__EXTRACT PROVIDED__:
::::

Emons believes that banks like JPMorgan Chase, which have benefited from Trump’s pro-growth agenda and financial deregulation, are considered compelling “Trump wins’’ trades. The same goes for commodity companies like Exxon, which has benefited from his curbing of environmental protections, as well as major aerospace and defense companies like Lockheed Martin.
Even the embattled Boeing — whose chief executive was fired Monday amid a crisis over the safety of its 737 Max — stands to benefit from Trump’s policies, because of deregulation and the tariffs he has imposed on its European rival, Airbus. Emons calls Boeing a “national champion” for Trump.
The Progressive Agenda Basket
Positioning for a potential Democratic victory next November has been more complicated. Warren and Sanders — whose platforms include plans for upending the current health care system, overhauling the financial system and fighting climate change — have inspired a variety of market trades.

::::

[Collection entries]
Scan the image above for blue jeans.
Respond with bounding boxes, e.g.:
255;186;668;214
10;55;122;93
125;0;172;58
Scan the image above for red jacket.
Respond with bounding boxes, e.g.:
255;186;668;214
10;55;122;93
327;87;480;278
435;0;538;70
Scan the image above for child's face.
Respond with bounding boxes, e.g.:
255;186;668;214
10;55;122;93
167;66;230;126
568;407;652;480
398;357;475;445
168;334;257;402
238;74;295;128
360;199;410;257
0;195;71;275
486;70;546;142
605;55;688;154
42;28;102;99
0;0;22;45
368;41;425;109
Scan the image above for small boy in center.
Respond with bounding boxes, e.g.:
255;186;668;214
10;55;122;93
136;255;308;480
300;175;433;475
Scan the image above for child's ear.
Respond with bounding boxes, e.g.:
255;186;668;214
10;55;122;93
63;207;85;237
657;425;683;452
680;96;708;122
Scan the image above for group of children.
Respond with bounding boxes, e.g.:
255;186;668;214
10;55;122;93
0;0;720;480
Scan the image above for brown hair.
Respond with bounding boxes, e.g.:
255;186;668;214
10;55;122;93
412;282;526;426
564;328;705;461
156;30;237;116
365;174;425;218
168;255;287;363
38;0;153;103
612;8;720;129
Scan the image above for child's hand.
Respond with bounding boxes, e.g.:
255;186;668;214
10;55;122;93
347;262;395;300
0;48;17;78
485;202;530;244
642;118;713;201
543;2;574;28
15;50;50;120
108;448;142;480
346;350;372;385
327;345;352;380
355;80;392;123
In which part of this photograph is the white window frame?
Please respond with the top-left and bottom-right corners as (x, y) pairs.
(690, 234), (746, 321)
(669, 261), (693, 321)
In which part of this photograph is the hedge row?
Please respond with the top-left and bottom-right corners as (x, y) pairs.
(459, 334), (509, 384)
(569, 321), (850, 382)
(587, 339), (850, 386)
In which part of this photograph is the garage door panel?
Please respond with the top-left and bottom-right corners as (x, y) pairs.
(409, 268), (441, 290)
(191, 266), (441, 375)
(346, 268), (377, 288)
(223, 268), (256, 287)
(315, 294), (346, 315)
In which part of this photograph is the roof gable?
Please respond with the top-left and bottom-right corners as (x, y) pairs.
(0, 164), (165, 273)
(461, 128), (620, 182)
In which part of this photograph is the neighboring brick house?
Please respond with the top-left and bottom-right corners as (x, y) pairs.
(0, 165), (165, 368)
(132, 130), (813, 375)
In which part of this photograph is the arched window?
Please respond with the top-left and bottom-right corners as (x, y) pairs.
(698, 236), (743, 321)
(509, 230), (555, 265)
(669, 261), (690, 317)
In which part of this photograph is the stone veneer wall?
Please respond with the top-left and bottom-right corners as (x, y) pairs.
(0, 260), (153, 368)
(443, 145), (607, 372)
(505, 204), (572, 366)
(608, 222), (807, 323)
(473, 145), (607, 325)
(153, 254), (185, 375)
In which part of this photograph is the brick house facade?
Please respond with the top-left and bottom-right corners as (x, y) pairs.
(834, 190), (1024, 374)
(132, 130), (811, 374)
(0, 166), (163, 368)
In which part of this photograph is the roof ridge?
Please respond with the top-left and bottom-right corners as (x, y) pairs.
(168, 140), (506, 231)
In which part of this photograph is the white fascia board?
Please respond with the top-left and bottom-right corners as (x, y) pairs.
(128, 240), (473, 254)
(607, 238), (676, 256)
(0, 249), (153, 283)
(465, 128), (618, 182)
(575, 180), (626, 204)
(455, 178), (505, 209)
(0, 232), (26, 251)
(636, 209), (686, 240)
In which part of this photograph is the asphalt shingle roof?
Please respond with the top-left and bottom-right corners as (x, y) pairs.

::::

__EXERCISE DIRECTIONS__: Copy out the passage above on market trades linked to Trump and his Democratic rivals, word for word and in full.

__SOLUTION TO THE PROBLEM__:
Emons believes that banks like JPMorgan Chase, which have benefited from Trump’s pro-growth agenda and financial deregulation, are considered compelling “Trump wins’’ trades. The same goes for commodity companies like Exxon, which has benefited from his curbing of environmental protections, as well as major aerospace and defense companies like Lockheed Martin.
Even the embattled Boeing — whose chief executive was fired Monday amid a crisis over the safety of its 737 Max — stands to benefit from Trump’s policies, because of deregulation and the tariffs he has imposed on its European rival, Airbus. Emons calls Boeing a “national champion” for Trump.
The Progressive Agenda Basket
Positioning for a potential Democratic victory next November has been more complicated. Warren and Sanders — whose platforms include plans for upending the current health care system, overhauling the financial system and fighting climate change — have inspired a variety of market trades.